- TASK DIRECTIONS -
Reproduce each of the rows below verbatim, line for line.

- ENTRIES SUPPLIED -

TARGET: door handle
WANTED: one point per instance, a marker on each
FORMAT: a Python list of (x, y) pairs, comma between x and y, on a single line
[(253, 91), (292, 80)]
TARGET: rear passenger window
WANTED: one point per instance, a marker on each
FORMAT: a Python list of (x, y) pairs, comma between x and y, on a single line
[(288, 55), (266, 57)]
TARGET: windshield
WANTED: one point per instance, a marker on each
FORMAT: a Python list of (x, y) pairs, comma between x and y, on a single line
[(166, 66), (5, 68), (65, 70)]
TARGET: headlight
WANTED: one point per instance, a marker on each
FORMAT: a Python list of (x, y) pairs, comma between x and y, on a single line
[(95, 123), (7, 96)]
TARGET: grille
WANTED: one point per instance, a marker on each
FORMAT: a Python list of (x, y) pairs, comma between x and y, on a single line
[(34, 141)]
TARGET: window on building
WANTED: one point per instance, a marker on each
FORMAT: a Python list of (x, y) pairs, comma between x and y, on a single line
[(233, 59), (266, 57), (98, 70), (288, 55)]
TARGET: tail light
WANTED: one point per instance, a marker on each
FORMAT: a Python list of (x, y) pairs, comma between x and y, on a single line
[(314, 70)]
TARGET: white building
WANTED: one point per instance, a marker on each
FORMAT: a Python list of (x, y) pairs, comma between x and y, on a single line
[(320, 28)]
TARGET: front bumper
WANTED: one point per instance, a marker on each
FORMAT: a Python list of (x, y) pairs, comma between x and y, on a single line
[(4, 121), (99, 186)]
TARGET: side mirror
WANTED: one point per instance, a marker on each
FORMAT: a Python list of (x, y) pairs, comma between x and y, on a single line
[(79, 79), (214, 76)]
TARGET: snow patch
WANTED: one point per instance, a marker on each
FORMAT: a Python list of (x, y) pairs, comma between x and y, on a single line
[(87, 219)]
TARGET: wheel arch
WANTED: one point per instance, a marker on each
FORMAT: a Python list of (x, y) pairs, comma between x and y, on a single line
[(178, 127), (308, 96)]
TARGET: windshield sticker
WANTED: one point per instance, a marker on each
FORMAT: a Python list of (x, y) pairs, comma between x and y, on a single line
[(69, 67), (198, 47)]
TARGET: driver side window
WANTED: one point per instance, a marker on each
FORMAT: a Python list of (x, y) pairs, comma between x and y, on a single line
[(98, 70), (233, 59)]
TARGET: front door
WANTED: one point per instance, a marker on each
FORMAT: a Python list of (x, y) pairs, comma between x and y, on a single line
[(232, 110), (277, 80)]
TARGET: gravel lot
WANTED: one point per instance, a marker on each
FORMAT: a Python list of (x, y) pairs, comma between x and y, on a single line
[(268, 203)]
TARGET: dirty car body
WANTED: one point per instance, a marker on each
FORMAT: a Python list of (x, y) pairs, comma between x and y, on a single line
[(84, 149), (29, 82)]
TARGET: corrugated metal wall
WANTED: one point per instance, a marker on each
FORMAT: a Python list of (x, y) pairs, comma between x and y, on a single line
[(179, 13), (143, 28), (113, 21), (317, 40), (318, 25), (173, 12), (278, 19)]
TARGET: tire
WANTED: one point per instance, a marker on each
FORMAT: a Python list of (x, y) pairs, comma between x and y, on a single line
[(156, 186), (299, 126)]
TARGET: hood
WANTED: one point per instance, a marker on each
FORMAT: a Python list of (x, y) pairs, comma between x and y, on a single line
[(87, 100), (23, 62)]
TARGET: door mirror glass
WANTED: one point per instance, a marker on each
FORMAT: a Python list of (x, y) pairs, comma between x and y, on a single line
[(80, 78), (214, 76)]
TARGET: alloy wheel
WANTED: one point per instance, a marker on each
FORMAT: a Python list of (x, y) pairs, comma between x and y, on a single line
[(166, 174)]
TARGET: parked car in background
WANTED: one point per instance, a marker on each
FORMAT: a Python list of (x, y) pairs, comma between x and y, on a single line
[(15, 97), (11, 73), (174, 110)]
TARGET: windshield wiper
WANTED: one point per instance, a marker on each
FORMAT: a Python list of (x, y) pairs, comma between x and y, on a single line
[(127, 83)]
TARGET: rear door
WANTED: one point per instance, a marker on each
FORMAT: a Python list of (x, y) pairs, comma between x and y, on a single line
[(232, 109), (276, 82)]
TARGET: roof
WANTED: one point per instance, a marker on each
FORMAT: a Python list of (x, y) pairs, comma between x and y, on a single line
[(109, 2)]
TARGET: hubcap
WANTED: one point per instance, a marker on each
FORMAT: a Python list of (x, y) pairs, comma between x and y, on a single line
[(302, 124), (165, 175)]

- OUTPUT OF THE TASK -
TARGET: door handle
WANTED: one point per instance, a marker on each
FORMAT: a Python list of (x, y) pairs, comma between x and y, on a single line
[(253, 91), (292, 80)]
TARGET: rear passenger window
WANTED: one point per instance, a marker on each
FORMAT: a Python list of (x, y) pairs, comma between x and y, on a single line
[(288, 55), (266, 57)]
TARGET: windshield
WANTED: one point per instance, a marker on each
FORMAT: a Python list of (x, y) pairs, comma between x and y, on a single line
[(166, 66), (5, 68), (65, 70)]
TARGET: headlight
WANTED: one point per instance, a marker on each
FORMAT: a Python list of (x, y) pairs, comma between x and y, on a single line
[(95, 123), (7, 96)]
TARGET: grille
WANTED: one point per instance, a marker on each
FORMAT: a Python list of (x, y) pairs, comma between x and y, on a single line
[(34, 141)]
TARGET: window on building
WANTED: one point per instance, a marker on each
FORMAT: a Python list of (x, y) pairs, comma between x and y, on a single line
[(233, 59), (266, 57), (98, 70), (288, 55)]
TARGET: tail light
WANTED: one point per instance, a marker on each
FORMAT: a Python list of (x, y) pairs, comma between x and y, on a single line
[(314, 70)]
TARGET: white building
WANTED: one point per instance, a marker on each
FORMAT: a Python list of (x, y) pairs, comma between x and y, on a single line
[(320, 28)]
TARGET: front bumper
WANTED: one point per instance, a marker on each
FORMAT: a Python list of (x, y) pairs, comma between x and y, on a single line
[(4, 121), (99, 186)]
TARGET: side mirror
WANTED: one point per instance, a marker on each
FORMAT: a Python list of (x, y) pairs, comma between x and y, on a single line
[(79, 79), (214, 76)]
TARGET: snow patch
WANTED: one point per instance, a marker on each
FORMAT: a Python list of (x, y) pairs, comma between x and y, on a single line
[(87, 219)]
TARGET: wheel arch
WANTED: one point per instance, a marker on each
FORMAT: a Python list of (x, y) pairs, comma between x and y, on a single line
[(178, 127), (308, 96)]
TARGET: windshield sticker
WANTED: one point per instance, a marker on each
FORMAT: a Python list of (x, y) pairs, comma between x and y, on a single line
[(69, 67), (198, 47)]
TARGET: driver side window
WANTED: one point per instance, a marker on each
FORMAT: a Python list of (x, y) pairs, comma between x and y, on a single line
[(98, 70), (233, 59)]
TARGET: front door
WANTED: one point per instance, a marker on each
FORMAT: a Python list of (x, y) pairs, comma between x and y, on a single line
[(232, 110), (277, 80)]
TARGET: gravel lot
WANTED: one point per instance, a marker on each
FORMAT: a Python list of (x, y) pairs, comma between x and y, on a single line
[(268, 203)]
TARGET: dirty car body
WANTED: one point per instance, a marker on each
FORMAT: a Python list of (x, y) pairs, comma between x and y, on a single line
[(84, 149), (29, 82)]
TARGET: corrugated metal wall
WANTED: one point per instance, a marker on each
FORMAT: a Python list of (x, y) pairs, comma between x and y, on a single line
[(179, 13), (143, 28), (113, 21), (317, 40), (318, 25), (173, 12), (278, 19)]
TARGET: tire
WANTED: one point per instance, a marker on each
FORMAT: a Python list of (x, y) pairs, comma between x and y, on a single line
[(156, 186), (299, 126)]
TARGET: hood
WANTED: one point per instance, a marker on each
FORMAT: a Python list of (x, y) pairs, comma between x and y, on a single line
[(87, 100), (23, 62)]
TARGET: door mirror glass
WANTED: one point per instance, a marker on each
FORMAT: a Python list of (x, y) pairs, comma between x and y, on a single line
[(80, 78), (214, 76)]
TARGET: alloy wheel
WANTED: one point per instance, a marker on each
FORMAT: a Python list of (x, y) pairs, comma between x and y, on a single line
[(166, 174)]
TARGET: parked car in background
WANTED: one point per instance, a marker on each
FORMAT: a Python list of (x, y) pairs, comma between x and y, on a single line
[(15, 97), (11, 73), (174, 110)]
TARGET: windshield wiper
WANTED: one point per instance, a marker on each
FORMAT: a Python list of (x, y) pairs, comma between x and y, on a single line
[(127, 83)]
TARGET: rear door
WANTED: one point per instance, a marker on each
FORMAT: a Python list of (x, y) pairs, comma between x and y, on a single line
[(232, 109), (276, 82)]
TARGET: roof
WANTED: one point per instance, a marker on each
FORMAT: a Python list of (x, y) pairs, comma between x and y, on a single line
[(109, 2)]
TARGET: hubcap
WANTED: one point per instance, a marker on each
FORMAT: a Python list of (x, y) pairs, comma between x and y, on a single line
[(302, 124), (165, 175)]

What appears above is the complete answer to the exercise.